### Supplied passage

Hi,

Neil Jerram <neil@ossau.uklinux.net> writes:

> Yes; based on Kevin's and Ludovic's latest emails, I'm happy now with
> the isalpha() solution if we can make it leverage this "i18n"
> classification.

Below is a patch that does what we agreed on: keep using the <ctype.h>
functions for character classification, and recompute the standard
SRFI-14 char sets upon successful `setlocale'.  It also makes char set
computation more efficient and fixes `char-set:punctuation' and
`char-set:symbol' in ASCII.

There are still issues.  The bug in `char-set:punctuation' and
`char-set:symbol' I mention above is due to the fact that there is not
<ctype.h> equivalent to those char sets (in particular, `ispunct ()'
does not match `char-set:punctuation').  Fixing it for ASCII was easy,
but it's not so easy for Latin-1.

The reason we can hardly get `char-set:punctuation' and
`char-set:symbol' for Latin-1 is that we don't want to hard-code too
much Latin-1-specific knowledge: one goal is to have SRFI-14 provide
also sensible results for non-Latin-1 8-bit charsets.

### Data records

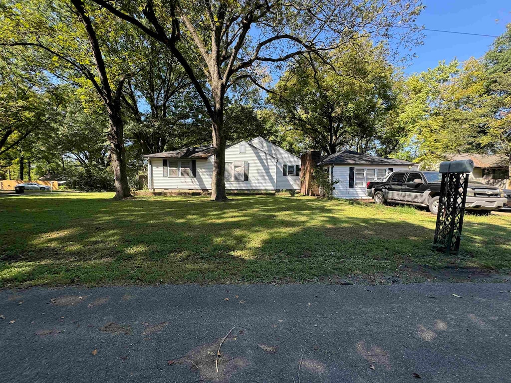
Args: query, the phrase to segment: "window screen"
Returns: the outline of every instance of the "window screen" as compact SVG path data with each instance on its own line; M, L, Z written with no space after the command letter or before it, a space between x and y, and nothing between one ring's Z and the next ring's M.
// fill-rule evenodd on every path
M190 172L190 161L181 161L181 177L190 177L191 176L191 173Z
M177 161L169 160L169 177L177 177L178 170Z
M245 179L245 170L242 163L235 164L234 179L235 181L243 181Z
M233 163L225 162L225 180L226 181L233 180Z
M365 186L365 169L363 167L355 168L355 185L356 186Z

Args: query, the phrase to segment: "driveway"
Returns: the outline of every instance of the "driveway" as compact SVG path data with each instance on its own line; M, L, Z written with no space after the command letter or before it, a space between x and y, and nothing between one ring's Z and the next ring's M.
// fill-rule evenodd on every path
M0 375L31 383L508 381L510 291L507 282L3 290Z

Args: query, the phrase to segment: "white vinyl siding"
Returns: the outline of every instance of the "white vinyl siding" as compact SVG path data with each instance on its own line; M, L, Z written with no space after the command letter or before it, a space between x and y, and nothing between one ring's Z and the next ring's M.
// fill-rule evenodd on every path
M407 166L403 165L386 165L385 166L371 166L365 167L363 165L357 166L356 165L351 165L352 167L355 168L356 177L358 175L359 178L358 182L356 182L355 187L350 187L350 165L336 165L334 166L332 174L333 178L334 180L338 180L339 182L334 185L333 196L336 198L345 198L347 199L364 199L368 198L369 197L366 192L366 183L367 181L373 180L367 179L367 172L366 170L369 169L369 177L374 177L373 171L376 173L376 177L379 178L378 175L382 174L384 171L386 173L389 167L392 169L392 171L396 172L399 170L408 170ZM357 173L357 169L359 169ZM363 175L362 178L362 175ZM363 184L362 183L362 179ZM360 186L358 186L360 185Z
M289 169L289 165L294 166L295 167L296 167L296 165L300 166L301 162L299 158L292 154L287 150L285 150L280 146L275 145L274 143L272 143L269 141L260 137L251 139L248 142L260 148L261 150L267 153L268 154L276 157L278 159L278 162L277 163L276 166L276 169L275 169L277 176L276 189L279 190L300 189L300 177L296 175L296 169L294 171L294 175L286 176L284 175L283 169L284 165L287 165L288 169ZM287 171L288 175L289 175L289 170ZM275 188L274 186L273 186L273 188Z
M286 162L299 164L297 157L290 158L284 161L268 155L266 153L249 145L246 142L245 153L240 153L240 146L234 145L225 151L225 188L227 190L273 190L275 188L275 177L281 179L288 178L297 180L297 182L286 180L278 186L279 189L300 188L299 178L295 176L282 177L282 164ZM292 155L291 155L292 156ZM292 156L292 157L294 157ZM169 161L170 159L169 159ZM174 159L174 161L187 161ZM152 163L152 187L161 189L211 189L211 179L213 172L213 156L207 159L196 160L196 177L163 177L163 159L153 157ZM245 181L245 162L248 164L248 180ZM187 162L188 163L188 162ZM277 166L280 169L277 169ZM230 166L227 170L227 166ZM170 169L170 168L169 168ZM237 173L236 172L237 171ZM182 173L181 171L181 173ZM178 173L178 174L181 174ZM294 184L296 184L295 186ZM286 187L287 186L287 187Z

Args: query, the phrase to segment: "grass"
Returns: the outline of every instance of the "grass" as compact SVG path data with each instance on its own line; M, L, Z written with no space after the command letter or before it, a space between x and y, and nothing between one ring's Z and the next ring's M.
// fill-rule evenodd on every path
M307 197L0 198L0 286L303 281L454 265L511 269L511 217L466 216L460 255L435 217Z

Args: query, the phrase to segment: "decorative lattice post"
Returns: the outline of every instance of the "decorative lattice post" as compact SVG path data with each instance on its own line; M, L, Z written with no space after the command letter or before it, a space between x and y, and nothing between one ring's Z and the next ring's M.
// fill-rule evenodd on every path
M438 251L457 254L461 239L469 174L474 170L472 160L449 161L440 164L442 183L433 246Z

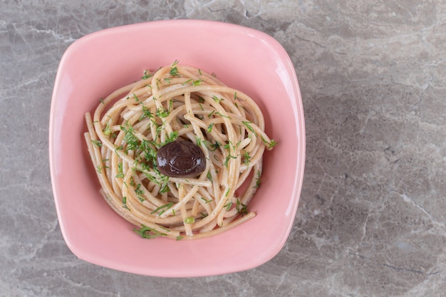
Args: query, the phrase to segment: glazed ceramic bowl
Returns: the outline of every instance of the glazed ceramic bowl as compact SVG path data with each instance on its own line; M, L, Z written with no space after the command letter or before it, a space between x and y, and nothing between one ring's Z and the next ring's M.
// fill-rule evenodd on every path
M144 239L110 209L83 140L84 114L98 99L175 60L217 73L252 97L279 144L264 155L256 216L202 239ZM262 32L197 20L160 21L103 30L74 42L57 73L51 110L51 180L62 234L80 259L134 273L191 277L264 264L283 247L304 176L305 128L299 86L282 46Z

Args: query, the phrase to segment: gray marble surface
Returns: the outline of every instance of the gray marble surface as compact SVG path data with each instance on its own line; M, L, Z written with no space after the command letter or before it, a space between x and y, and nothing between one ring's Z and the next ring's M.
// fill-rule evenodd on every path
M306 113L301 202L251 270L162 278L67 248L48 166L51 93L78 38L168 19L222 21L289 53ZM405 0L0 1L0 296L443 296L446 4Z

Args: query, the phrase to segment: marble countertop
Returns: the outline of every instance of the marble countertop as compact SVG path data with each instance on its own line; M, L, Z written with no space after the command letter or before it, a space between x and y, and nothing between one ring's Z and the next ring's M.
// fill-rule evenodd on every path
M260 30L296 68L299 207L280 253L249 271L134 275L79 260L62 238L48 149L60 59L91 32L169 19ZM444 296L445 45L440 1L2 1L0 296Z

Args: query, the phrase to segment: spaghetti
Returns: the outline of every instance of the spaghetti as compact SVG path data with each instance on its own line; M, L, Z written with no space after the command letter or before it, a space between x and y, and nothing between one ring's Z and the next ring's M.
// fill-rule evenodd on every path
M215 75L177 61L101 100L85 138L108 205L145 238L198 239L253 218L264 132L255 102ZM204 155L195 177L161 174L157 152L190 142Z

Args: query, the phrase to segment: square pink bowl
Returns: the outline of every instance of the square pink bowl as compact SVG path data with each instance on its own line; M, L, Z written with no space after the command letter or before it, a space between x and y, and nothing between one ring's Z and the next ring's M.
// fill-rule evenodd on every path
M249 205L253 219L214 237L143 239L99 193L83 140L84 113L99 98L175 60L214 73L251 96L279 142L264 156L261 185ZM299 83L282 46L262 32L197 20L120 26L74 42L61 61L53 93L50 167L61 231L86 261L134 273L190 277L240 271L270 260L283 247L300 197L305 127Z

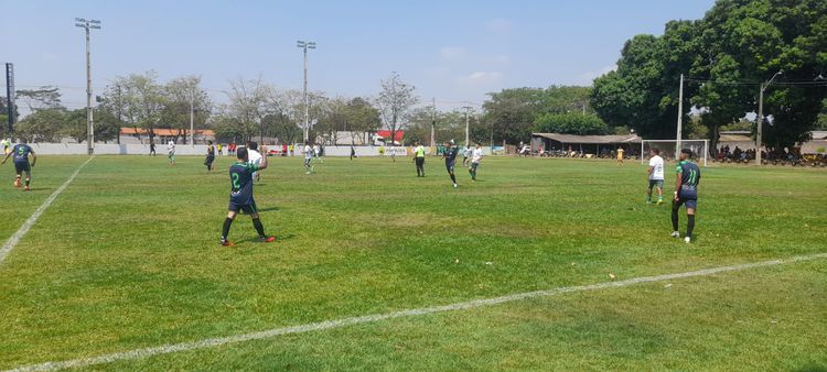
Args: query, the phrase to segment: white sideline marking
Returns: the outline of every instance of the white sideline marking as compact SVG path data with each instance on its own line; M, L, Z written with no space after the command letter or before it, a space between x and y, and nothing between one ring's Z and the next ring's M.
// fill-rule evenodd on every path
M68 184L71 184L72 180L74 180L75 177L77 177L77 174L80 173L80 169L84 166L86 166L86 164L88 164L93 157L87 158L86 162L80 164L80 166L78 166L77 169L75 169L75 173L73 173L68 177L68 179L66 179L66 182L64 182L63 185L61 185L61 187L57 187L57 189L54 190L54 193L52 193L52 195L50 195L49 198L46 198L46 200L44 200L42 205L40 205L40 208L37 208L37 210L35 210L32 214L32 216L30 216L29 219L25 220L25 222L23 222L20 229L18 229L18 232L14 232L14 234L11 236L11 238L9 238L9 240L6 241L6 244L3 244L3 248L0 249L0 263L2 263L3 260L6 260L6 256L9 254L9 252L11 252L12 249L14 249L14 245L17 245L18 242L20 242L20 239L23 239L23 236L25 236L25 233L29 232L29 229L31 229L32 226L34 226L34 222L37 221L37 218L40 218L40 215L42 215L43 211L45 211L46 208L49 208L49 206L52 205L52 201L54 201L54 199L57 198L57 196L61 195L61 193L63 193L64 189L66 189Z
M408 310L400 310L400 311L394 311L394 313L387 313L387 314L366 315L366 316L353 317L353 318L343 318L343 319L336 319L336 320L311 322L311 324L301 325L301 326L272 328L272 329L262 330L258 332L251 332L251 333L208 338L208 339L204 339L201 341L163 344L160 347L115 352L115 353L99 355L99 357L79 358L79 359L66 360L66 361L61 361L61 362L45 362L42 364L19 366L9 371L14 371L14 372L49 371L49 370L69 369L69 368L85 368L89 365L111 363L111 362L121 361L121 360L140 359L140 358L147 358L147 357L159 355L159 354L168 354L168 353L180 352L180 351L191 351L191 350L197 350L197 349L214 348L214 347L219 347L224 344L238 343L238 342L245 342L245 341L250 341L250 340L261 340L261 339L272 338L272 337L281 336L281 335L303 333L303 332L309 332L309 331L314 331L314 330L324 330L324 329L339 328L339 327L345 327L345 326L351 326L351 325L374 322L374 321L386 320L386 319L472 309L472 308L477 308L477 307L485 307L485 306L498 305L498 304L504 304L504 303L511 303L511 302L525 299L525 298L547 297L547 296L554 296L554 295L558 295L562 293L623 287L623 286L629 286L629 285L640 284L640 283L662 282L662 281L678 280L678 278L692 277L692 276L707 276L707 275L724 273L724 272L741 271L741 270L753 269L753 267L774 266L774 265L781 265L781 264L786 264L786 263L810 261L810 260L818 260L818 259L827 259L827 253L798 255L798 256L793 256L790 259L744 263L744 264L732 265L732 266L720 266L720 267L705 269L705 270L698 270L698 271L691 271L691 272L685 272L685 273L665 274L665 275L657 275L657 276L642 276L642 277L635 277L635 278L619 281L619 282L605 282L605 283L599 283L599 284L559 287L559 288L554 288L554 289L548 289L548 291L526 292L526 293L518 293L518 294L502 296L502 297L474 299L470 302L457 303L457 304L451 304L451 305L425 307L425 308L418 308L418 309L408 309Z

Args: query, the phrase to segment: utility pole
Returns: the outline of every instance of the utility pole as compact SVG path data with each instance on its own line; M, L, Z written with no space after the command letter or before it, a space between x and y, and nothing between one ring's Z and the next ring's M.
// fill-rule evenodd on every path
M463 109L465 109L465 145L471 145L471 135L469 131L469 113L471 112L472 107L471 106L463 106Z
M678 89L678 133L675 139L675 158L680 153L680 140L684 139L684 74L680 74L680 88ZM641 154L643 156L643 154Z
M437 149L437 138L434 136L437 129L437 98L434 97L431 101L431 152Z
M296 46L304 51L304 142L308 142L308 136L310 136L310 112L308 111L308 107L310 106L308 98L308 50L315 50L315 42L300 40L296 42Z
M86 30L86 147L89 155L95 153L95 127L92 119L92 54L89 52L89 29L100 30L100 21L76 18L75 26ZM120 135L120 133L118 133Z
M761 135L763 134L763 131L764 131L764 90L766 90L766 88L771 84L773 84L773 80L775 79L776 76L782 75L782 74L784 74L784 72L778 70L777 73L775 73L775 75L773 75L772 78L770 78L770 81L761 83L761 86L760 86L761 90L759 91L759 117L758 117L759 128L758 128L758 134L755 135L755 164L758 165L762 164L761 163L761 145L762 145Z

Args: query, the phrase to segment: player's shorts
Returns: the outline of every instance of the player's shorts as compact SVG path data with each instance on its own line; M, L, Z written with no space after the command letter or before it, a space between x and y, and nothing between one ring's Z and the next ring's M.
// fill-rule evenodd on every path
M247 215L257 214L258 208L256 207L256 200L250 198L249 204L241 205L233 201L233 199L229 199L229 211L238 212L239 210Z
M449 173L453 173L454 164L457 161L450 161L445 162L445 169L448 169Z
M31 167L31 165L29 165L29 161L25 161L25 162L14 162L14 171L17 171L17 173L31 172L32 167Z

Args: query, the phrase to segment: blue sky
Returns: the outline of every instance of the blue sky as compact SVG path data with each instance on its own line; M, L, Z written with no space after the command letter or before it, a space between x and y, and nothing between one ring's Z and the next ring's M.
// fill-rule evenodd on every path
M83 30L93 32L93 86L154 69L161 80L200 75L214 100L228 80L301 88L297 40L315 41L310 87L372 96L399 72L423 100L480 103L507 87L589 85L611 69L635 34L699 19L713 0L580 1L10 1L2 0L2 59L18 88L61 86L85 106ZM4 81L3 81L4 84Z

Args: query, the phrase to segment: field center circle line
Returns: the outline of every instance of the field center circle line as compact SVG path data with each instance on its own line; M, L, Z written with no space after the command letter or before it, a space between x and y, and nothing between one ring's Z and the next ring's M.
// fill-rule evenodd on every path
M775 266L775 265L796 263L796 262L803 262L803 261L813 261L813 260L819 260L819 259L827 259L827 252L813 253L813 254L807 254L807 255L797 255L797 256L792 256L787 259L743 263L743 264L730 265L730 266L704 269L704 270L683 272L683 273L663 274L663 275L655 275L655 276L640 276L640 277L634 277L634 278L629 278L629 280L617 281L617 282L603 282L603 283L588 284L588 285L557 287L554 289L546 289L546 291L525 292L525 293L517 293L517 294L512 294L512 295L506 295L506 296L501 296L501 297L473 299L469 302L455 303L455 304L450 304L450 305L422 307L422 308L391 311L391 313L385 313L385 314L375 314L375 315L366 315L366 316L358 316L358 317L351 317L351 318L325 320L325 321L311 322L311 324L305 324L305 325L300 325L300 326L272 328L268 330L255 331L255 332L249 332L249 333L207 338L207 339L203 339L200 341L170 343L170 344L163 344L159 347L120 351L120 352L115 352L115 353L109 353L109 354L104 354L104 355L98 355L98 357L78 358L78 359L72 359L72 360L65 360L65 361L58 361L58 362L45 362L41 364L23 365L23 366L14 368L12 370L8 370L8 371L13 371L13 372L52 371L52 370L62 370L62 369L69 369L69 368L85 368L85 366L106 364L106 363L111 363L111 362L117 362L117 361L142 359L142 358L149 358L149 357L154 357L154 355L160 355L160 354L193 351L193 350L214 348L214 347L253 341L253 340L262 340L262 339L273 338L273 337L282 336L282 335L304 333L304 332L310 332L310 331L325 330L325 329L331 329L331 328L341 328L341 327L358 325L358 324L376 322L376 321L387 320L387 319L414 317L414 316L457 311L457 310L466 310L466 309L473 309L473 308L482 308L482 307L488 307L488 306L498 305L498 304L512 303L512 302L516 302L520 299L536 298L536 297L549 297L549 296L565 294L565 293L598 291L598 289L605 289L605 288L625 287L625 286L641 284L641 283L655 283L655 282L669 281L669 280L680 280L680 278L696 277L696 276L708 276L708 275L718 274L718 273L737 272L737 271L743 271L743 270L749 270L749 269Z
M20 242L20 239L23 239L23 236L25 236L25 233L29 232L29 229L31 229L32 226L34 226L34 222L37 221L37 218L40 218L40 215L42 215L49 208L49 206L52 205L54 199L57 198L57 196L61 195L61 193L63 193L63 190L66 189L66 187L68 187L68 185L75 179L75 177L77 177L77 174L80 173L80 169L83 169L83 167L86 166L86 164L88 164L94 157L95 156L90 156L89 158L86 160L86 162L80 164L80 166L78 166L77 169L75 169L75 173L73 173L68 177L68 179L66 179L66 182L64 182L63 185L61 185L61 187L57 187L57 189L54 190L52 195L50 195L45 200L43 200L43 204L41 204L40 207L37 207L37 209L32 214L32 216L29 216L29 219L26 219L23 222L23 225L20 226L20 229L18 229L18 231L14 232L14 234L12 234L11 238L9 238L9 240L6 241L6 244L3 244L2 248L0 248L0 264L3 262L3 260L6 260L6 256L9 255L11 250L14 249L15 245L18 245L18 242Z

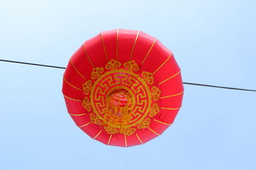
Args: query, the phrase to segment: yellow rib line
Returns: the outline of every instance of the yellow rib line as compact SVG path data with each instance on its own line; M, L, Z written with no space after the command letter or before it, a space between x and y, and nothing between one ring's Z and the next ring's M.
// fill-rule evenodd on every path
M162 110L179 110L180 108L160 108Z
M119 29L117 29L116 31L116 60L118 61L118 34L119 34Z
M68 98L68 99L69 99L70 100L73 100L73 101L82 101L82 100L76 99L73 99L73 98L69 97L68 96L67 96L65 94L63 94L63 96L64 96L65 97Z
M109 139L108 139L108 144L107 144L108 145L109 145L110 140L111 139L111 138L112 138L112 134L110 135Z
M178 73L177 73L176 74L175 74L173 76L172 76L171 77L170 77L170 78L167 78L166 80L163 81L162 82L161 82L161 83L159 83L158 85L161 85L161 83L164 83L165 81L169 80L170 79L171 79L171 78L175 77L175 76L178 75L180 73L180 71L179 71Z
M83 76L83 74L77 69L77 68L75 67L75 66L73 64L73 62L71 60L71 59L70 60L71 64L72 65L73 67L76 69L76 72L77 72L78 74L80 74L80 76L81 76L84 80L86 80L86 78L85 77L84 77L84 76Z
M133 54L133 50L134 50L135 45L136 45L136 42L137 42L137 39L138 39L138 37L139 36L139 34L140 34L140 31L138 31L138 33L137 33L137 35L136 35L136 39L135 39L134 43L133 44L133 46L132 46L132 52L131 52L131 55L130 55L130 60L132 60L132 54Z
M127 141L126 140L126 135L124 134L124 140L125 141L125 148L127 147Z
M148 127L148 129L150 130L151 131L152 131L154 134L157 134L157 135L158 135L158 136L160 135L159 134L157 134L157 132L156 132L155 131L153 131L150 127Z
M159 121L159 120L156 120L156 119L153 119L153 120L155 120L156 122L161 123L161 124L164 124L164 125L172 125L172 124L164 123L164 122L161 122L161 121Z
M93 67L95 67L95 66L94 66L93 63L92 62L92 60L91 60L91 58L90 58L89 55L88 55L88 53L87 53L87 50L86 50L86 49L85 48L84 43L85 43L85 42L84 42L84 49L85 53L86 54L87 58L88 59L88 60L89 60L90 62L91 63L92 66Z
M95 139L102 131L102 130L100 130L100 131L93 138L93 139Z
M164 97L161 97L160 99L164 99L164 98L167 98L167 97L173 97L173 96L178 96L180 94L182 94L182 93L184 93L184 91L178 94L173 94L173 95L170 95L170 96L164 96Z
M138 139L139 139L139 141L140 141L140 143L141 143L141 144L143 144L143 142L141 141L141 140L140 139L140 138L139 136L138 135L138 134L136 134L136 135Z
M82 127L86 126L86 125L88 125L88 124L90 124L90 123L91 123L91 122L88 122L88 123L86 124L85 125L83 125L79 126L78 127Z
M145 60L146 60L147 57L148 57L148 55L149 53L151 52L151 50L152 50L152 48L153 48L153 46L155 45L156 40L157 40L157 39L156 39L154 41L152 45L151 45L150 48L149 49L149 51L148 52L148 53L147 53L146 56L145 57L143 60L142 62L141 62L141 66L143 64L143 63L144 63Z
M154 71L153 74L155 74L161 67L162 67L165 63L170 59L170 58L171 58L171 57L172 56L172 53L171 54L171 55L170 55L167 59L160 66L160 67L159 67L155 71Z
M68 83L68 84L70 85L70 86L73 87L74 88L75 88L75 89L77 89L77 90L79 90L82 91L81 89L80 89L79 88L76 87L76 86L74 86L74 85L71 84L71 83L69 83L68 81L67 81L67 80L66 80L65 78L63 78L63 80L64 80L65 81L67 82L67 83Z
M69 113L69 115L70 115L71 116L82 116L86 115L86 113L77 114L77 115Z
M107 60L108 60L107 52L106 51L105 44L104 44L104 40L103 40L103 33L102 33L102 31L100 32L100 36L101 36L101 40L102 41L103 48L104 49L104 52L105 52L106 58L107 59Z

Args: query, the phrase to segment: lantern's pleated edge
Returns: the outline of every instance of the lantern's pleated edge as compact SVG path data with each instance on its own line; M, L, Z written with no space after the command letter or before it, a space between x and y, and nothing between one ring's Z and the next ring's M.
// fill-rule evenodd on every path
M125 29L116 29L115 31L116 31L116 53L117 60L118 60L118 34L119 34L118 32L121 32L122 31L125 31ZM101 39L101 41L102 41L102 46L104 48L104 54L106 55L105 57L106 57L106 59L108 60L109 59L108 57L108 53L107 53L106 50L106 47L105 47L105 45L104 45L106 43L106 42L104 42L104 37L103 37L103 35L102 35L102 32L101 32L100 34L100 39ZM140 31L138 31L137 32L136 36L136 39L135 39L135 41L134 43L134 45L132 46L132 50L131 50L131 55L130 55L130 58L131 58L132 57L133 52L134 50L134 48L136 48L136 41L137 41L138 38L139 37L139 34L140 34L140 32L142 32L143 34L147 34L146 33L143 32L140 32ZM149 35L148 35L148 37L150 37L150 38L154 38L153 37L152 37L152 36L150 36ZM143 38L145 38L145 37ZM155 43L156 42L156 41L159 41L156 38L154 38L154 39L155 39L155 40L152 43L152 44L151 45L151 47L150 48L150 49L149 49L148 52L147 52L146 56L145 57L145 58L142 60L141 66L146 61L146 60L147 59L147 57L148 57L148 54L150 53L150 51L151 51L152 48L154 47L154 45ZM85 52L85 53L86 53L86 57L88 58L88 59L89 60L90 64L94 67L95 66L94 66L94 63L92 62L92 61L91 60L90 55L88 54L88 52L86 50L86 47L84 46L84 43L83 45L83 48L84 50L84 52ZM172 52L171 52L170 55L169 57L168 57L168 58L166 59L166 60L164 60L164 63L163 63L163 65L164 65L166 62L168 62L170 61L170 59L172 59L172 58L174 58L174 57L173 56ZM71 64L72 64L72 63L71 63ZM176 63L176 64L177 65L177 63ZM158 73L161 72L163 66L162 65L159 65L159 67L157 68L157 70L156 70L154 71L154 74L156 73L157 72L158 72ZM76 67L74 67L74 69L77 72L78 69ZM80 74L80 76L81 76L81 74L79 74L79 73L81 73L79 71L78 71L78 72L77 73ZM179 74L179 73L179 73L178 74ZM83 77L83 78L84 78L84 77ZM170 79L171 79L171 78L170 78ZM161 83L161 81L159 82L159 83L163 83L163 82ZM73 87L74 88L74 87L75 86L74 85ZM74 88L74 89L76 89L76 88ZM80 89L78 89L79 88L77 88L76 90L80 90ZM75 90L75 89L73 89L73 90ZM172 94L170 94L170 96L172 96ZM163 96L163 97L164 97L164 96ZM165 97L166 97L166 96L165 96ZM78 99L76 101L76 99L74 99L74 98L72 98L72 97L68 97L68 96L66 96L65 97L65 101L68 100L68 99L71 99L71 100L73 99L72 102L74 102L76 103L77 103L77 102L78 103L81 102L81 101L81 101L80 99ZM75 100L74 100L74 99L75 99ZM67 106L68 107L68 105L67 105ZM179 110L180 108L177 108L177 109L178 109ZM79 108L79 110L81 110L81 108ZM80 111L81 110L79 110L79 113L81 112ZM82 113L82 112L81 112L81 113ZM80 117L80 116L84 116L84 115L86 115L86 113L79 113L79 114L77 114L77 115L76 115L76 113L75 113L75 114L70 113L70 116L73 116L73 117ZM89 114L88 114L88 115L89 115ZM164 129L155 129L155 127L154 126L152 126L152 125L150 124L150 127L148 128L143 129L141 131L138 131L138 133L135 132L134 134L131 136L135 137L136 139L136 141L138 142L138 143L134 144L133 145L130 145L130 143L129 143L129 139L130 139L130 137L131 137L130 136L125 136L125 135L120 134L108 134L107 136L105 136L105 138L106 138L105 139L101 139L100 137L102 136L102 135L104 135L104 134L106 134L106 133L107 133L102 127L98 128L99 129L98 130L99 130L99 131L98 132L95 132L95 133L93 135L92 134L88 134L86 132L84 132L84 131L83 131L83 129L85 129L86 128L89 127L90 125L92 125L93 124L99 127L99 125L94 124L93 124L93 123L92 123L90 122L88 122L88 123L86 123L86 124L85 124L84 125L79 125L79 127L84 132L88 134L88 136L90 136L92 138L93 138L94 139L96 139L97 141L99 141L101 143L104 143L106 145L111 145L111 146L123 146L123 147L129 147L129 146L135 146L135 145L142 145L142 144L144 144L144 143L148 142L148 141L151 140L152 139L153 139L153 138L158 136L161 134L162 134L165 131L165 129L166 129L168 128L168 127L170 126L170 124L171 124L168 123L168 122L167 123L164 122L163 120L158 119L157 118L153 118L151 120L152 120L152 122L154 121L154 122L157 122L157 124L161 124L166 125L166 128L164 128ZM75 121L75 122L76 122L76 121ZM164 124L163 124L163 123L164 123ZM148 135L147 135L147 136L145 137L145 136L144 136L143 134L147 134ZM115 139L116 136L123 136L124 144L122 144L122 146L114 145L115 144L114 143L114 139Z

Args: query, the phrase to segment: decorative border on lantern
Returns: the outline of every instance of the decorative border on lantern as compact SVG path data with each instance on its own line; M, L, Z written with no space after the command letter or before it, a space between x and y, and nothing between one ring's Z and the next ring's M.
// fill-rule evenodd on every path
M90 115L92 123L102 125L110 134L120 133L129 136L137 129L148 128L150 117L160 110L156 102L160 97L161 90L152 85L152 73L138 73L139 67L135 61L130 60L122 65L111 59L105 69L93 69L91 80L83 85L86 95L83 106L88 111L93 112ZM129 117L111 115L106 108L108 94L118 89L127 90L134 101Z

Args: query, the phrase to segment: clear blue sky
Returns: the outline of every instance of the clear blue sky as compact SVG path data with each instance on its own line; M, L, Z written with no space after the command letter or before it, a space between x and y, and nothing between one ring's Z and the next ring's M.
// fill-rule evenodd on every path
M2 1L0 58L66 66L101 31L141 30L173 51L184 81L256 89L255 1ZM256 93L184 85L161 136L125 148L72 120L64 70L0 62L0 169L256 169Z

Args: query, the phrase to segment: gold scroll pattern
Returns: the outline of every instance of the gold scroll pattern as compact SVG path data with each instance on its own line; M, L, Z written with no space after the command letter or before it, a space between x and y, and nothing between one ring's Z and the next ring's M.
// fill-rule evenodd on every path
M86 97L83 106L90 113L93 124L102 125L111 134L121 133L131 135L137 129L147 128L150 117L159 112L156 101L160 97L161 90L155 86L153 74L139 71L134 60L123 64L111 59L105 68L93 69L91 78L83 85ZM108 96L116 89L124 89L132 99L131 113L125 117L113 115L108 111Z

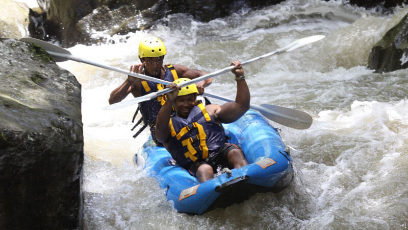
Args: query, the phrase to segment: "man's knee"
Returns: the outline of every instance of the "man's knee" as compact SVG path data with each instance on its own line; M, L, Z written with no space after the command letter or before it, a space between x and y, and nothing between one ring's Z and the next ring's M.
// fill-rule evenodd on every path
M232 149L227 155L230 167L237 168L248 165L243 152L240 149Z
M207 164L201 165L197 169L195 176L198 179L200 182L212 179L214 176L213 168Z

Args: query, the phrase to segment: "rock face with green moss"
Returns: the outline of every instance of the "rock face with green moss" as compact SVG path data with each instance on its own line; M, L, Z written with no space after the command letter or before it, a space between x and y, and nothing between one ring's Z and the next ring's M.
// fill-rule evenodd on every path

### Goal A
Answer these questions using the SRFI-14 patch message:
(i) Which header's functions does the patch keep using for character classification?
(ii) Which two char sets does the patch fix in ASCII?
(iii) For which charsets besides Latin-1 should SRFI-14 also give sensible results?
### Goal B
Translate this sentence from the SRFI-14 patch message into Spanish: "Fixing it for ASCII was easy, but it's not so easy for Latin-1."
### Goal C
Continue the SRFI-14 patch message from its final sentence onward.

### Exercise answer A
(i) The <ctype.h> functions.
(ii) `char-set:punctuation' and `char-set:symbol'.
(iii) Non-Latin-1 8-bit charsets.

### Exercise answer B
Arreglarlo para ASCII fue fácil, pero no es tan fácil para Latin-1.

### Exercise answer C
With this patch, all standard char sets are those expected by SRFI-14 in
ASCII.  In Latin-1, `char-set:letter', as well as `lower-case',
`upper-case', and `iso-control' are correct (at least, using current
glibc locales), but `punctuation', for instance, is a superset of what
SRFI-14 expects while `symbol' is (correspondingly) a subset of what it
should be, and `blank' lacks the "no-break space" character (#\0240).

I'm not sure we can do much better than that until Guile fully supports
Unicode.  The right solution, in the end, would be to process the whole
`UnicodeData.txt' and generate a character classification strictly
following the SRFI-14 rules.  In the meantime, I think this patch can be
an acceptable solution.

I'd be glad if some of you could test it, and especially run the test
cases.  I added Latin-1-specific test cases, but they require that a
Latin-1 locale is available, and it will try to guess what that can be
(yes, it looks quite hackish but I couldn't think of anything
better...).

Comments welcome.

Thanks,
Ludovic.